- TASK TO CARRY OUT: Find "Target: rear quarter window" in the material below, then copy that line and every subsequent line to the end, exactly.

───── DATASET ROWS ─────

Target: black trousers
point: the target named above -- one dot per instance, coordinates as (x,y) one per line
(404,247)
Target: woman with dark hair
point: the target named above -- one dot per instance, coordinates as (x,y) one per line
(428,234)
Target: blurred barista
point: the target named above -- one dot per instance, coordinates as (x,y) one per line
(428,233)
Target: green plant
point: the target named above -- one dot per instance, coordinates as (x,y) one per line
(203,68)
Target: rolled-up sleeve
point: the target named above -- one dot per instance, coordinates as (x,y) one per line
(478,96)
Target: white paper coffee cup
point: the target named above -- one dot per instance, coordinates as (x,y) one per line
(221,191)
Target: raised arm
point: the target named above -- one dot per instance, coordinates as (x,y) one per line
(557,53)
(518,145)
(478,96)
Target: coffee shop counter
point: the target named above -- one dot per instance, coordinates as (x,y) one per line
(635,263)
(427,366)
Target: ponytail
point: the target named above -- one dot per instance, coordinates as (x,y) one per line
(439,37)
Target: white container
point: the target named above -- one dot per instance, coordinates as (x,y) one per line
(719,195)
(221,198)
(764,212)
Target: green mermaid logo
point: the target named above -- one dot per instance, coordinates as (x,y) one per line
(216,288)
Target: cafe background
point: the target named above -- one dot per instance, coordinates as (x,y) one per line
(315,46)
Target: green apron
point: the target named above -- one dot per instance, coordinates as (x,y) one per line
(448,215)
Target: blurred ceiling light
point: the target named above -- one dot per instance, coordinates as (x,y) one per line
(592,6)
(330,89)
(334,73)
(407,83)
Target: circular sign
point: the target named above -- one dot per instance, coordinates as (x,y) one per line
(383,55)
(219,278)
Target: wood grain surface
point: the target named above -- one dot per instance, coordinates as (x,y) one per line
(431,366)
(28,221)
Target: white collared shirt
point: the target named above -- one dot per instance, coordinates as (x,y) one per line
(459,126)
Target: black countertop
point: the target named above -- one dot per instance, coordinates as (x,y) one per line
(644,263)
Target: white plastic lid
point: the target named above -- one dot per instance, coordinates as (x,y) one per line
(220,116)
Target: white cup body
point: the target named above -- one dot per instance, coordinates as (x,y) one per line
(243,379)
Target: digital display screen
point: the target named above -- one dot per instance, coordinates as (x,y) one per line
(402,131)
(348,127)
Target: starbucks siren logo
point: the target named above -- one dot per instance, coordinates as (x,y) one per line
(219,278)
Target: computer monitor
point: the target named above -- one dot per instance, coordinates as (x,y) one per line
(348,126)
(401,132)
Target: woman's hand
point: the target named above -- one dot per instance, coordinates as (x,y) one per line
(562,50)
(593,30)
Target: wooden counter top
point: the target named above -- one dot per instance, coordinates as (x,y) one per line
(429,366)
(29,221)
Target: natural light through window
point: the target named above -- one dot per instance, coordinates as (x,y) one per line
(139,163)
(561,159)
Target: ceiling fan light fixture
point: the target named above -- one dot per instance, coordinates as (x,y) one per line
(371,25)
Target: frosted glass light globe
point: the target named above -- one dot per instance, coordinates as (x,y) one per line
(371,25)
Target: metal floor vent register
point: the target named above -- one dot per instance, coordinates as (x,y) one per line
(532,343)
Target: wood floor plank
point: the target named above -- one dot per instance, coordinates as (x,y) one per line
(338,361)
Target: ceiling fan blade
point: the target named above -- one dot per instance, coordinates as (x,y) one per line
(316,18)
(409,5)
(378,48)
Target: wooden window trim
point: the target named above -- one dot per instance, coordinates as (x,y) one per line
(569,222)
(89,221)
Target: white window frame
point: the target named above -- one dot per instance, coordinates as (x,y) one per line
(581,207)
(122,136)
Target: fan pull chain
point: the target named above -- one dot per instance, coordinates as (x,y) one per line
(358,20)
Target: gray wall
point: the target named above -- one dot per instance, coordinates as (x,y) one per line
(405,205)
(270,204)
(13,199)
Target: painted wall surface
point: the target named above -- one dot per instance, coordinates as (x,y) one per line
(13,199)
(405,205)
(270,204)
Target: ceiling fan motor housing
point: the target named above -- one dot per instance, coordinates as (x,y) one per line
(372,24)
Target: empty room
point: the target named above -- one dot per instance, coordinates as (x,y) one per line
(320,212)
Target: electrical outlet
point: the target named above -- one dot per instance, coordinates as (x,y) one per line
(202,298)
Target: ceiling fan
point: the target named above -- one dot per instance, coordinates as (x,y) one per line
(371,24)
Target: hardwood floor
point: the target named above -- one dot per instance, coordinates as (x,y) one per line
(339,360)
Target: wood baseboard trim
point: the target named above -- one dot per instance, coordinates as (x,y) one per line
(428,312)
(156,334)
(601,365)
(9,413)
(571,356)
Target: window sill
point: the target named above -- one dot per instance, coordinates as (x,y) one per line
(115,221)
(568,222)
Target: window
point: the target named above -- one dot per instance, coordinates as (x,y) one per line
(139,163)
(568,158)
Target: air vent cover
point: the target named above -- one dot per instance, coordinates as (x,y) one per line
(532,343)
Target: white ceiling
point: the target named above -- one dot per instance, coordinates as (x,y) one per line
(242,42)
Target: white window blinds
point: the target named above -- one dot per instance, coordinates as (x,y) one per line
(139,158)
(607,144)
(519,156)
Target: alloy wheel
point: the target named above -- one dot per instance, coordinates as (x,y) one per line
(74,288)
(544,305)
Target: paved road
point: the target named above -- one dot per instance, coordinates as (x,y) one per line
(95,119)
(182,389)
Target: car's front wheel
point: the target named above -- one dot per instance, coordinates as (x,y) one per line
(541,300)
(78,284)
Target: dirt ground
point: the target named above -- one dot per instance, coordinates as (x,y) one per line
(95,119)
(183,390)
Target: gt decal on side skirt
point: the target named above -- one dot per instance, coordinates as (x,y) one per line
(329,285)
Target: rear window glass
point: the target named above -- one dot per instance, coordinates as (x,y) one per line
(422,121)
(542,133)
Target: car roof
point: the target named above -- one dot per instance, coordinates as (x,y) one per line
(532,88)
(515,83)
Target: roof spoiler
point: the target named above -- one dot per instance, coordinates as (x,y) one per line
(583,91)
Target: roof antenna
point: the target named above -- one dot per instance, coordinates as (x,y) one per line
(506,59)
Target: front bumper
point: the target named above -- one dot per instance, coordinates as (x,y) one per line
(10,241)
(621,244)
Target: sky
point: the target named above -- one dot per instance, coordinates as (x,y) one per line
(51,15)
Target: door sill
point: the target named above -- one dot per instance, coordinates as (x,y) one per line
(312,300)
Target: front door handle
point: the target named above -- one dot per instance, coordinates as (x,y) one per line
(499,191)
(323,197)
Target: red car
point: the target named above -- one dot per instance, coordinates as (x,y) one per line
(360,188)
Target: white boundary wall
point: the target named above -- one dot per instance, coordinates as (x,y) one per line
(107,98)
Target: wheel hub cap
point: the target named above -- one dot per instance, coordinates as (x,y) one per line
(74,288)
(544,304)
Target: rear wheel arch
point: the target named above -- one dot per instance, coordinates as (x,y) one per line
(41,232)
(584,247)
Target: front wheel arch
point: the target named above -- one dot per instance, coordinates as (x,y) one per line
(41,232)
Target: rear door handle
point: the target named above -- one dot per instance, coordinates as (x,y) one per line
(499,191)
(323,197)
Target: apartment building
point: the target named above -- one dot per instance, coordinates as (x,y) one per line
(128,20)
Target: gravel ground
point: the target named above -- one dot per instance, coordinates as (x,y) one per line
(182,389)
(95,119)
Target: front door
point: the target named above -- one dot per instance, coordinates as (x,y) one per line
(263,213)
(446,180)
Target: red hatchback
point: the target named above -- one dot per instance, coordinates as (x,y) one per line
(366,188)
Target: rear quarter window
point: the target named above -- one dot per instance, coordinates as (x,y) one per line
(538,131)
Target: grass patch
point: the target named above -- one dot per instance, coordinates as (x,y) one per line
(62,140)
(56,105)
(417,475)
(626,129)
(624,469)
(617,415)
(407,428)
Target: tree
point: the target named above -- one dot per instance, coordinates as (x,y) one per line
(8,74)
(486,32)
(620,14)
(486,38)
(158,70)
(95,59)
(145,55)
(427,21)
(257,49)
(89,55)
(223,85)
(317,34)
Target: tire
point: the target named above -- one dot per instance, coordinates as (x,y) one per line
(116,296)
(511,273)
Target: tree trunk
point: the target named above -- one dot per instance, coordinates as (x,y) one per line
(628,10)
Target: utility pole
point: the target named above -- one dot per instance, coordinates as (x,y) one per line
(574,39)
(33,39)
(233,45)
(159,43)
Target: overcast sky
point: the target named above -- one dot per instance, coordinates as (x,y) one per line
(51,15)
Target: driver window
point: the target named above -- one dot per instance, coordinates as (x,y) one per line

─────

- EXERCISE RESULT:
Target: rear quarter window
point: the target named above -- one dot per instance, coordinates as (x,y) one per line
(538,131)
Target: grass patch
point: the target named above -- one dot per instance, coordinates as (x,y) one per line
(62,140)
(56,105)
(417,475)
(626,129)
(624,469)
(617,415)
(407,428)
Target: tree
point: the target named above -- one dot per instance, coordinates as (x,y) one per line
(8,74)
(486,32)
(620,14)
(486,38)
(158,70)
(95,59)
(145,55)
(427,21)
(257,49)
(89,55)
(223,85)
(317,34)
Target: tire
point: the target named above -- one dot per instance, coordinates as (x,y) one per line
(116,296)
(511,273)
Target: tree trunk
point: the target named above -- one dot per instance, coordinates as (x,y) one per line
(628,10)
Target: utility pole
point: the target named above -- one dot per instance, coordinates as (x,y) one per line
(574,39)
(33,39)
(233,45)
(159,43)
Target: overcast sky
point: the target named above -- one dot per instance, coordinates as (x,y) one per line
(51,15)
Target: driver window
point: the target named above -- one dot per instance, coordinates as (x,y) one per line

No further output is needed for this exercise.